### SHORT PROBLEM
Reproduce the lines below word for word, starting at the line that contains "indicate the man in" and ending at the line that contains "column 233, row 340", with both of those lines included.

### GIVEN RECORDS
** Start **
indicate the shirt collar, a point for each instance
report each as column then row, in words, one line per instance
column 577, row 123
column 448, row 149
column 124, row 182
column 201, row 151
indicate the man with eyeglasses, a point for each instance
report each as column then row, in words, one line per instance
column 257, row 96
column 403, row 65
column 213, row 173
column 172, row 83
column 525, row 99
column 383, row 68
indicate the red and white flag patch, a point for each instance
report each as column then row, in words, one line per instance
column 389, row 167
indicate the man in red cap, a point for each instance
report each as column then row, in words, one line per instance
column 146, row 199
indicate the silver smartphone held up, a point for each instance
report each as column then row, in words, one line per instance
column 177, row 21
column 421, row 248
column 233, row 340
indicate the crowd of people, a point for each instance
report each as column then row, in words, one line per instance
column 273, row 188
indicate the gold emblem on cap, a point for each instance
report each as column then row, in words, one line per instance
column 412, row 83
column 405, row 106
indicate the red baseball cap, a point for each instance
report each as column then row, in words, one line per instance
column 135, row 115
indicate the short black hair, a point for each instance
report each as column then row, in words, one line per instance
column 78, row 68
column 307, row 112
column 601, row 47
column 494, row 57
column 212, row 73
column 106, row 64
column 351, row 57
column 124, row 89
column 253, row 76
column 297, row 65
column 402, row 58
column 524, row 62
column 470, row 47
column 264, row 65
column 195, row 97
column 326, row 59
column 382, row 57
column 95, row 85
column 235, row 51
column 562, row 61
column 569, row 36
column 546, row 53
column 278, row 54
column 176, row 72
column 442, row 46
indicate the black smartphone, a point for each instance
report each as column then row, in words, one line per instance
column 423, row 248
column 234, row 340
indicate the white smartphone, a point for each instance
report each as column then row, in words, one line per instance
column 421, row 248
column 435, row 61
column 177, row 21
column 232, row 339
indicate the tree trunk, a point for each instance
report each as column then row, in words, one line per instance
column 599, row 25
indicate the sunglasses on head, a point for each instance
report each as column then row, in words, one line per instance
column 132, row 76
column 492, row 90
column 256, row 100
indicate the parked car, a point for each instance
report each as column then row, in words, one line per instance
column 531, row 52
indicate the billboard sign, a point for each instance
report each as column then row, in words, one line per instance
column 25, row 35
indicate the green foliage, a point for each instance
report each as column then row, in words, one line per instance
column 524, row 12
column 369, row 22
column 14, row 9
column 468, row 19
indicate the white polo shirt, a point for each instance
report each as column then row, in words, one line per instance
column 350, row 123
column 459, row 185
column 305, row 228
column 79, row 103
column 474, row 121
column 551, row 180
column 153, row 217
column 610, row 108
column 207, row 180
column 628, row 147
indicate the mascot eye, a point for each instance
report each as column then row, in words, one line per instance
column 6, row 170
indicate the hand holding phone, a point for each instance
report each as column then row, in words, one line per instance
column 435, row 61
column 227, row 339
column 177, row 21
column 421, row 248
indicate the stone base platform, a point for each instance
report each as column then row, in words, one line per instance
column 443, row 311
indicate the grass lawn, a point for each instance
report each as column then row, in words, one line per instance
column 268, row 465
** End **
### FULL SOLUTION
indicate the man in red cap, a point for each instance
report each as column then row, in words, one line per instance
column 146, row 199
indicate the silver smartphone held up, a point for each instance
report each as column then row, in words, one line per instance
column 177, row 21
column 421, row 248
column 233, row 340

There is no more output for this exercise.